Pick out each line of the outline records that contains the word "instance" and copy it.

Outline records
● ● ● ● ● ● ●
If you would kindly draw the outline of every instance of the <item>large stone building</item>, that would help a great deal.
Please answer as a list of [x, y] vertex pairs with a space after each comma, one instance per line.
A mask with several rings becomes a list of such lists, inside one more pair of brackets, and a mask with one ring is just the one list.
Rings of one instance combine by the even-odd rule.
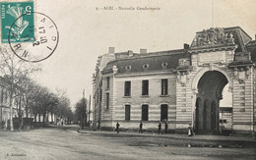
[[[231, 93], [232, 133], [256, 131], [256, 41], [240, 27], [196, 33], [183, 49], [147, 53], [109, 53], [98, 58], [94, 74], [94, 127], [169, 133], [222, 133], [220, 101]], [[224, 114], [222, 114], [224, 115]], [[225, 119], [227, 120], [227, 119]], [[223, 121], [224, 122], [224, 121]]]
● ● ● ● ● ● ●
Output for this task:
If you would kindly draw the outline of every instance of the <item>large stone building</item>, that would help a great deal.
Please answer as a list of [x, y] vertex pairs with a space after each comma, one instance per line.
Rings of one instance combine by the even-odd rule.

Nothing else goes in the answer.